## Aim 1:
Shift the entries below from the line with "Each instance receives one keypoint. Mark the green" through the end of the entries. Write those lines out again with their requests, and add 115 to every coordinate in the answer points but not to the requests or their format samples.

I have recently been having some Auto-Focus problems, well, I've only recently noticed! It's amazing how the more you shoot, the more you get into Photography, the more you pay attention to the smallest details...

However, back to the topic! lol... I remembered you did a video on Auto-Focusing, and that how you should utilise all your focus points etc, and then there was a minor debate about the focus points within the comments section whereby a viewer was stating that the higher end D3, D3S etc... have more Cross-Type Focus points than the lower end models.

I found recently that my D7000 has been Back-Focusing. Can be quite frustrating as I compose the shot, select the focus point, half-press the shutter, it seems to lock-in, I shoot, then check on the Screen at the back, looks ok... then I zoom in all the way and I see the subject is soft and the back is in sharp focus... incredibly frustrating...

Upon my research, I have found various information.

-I was told it could be the lens needing recalibrating, which means I have to send back to Sigma etc. 

-The camera itself needs calibrating, and that I can do some Fine Tuning within my camera.

-Or put simply that my camera doesn't have as many Cross-Type Focus Points and therefore is not as accurate on --some areas.

However, my question to you is, my various lenses back-focus at different focal lengths, and focal distances.

## Data rows:

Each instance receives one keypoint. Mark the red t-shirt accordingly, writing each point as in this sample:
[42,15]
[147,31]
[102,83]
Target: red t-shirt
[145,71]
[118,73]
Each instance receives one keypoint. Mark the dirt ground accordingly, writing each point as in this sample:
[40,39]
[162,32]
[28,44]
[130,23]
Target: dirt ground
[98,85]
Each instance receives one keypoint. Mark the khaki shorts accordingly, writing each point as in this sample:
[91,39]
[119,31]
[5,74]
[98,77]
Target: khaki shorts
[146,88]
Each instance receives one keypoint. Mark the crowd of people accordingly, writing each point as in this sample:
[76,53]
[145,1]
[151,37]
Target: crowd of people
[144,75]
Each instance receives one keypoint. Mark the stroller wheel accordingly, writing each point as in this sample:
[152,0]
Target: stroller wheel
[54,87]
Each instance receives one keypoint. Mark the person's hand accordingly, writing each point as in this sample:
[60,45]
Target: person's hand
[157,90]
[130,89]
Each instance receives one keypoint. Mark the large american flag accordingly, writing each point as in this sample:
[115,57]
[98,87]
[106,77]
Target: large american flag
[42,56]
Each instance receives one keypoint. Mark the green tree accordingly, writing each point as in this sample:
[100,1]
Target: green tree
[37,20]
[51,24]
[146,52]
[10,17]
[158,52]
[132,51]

## Aim 2:
Answer these questions from the post about back-focusing problems, one per line:
(a) Which camera does the writer say has been back-focusing?
(b) To whom would the writer have to send the lens if it needed recalibrating?
(c) What does the writer see after zooming in all the way on the screen?

## Reply 1:
Each instance receives one keypoint. Mark the green tree accordingly, writing each point as in this sample:
[100,1]
Target: green tree
[152,135]
[166,139]
[261,167]
[125,132]
[273,167]
[247,166]

## Reply 2:
(a) The D7000.
(b) To Sigma.
(c) The subject is soft and the back is in sharp focus.